→ Tantangan:
(1) Tuliskan ulang tanpa perubahan bagian berita tentang program magang ke Jerman yang diawali dengan kata-kata "INDOPOS.CO.ID – Wakil" dan diakhiri dengan "keterangan, Minggu (31/3/2024).".
(2) Jawablah pertanyaan berikut berdasarkan berita tentang program magang ke Jerman.
(a) Kementerian apa yang didesak untuk membentuk tim satgas tanggap darurat?
(b) Menurut data lain, berapa kampus yang sudah mengirim mahasiswanya?
(c) Abdul Fikri Faqih disebut sebagai politisi dari partai apa?

→ Teks Bacaan:

==========

INDOPOS.CO.ID – Wakil Ketua Komisi X DPR RI, Abdul Fikri Faqih mendesak Kementerian Pendidikan, Kebudayaan, Riset dan Teknologi (Kemendikbudristek) membentuk tim satuan tugas (satgas) tanggap darurat untuk perlindungan dan advokasi para korban dugaan human trafficking (tindak pidana perdagangan orang) berkedok program magang (ferienjob) mahasiswa di Jerman.
“Banyaknya mahasiswa yang jadi korban, karena ada 33 kampus yang terlibat, data lain menyebut 41 kampus sudah mengirim mahasiswanya, segera bentuk tim satgas untuk pendampingan korban,” tegas Abdul Fikri Faqih dalam keterangan, Minggu (31/3/2024).
Politisi PKS ini menyayangkan, program magang ke Jerman ini dibungkus seolah bagian dari program Merdeka Belajar Kampus Merdeka (MBKM) yang baru diluncurkan Kemendikbudristek dan berlangsung di banyak kampus swasta maupun negeri.

==========

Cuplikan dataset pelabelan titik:
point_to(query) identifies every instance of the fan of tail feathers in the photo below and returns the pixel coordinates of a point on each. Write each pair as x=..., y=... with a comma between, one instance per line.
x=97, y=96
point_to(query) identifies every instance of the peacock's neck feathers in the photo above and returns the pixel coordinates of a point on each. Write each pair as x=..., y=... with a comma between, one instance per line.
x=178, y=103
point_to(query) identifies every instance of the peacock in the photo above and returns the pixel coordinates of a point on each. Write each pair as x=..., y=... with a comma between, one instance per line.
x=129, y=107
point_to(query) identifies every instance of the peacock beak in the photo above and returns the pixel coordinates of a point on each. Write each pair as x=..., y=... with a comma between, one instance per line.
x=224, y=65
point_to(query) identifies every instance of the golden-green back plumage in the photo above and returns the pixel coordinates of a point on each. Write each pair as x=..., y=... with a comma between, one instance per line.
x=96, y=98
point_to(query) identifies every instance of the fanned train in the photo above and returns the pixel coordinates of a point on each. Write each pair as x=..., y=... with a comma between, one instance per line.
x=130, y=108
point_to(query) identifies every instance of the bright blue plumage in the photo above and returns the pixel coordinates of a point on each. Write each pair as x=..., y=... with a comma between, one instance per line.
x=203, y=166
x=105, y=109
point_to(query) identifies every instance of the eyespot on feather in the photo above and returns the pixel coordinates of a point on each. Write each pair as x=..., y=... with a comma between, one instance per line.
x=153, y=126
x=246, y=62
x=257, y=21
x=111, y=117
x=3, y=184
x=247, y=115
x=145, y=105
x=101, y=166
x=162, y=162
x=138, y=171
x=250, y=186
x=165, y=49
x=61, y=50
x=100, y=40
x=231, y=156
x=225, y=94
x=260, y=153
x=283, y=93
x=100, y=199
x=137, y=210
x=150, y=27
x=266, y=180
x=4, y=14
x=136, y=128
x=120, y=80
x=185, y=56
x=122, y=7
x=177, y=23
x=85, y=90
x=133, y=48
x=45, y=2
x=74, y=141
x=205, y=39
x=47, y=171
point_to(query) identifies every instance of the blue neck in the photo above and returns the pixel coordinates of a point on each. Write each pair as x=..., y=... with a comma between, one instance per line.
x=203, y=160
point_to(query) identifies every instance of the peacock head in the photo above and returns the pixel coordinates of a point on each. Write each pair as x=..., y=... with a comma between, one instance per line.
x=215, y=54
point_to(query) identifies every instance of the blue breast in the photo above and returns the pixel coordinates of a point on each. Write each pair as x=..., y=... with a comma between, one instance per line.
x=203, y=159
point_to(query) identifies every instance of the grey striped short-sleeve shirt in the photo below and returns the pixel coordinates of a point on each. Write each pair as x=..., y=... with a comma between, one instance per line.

==========

→ Jawaban Berurutan:
(1)
INDOPOS.CO.ID – Wakil Ketua Komisi X DPR RI, Abdul Fikri Faqih mendesak Kementerian Pendidikan, Kebudayaan, Riset dan Teknologi (Kemendikbudristek) membentuk tim satuan tugas (satgas) tanggap darurat untuk perlindungan dan advokasi para korban dugaan human trafficking (tindak pidana perdagangan orang) berkedok program magang (ferienjob) mahasiswa di Jerman.
“Banyaknya mahasiswa yang jadi korban, karena ada 33 kampus yang terlibat, data lain menyebut 41 kampus sudah mengirim mahasiswanya, segera bentuk tim satgas untuk pendampingan korban,” tegas Abdul Fikri Faqih dalam keterangan, Minggu (31/3/2024).

(2)
(a) Kementerian Pendidikan, Kebudayaan, Riset dan Teknologi (Kemendikbudristek).
(b) 41 kampus.
(c) PKS.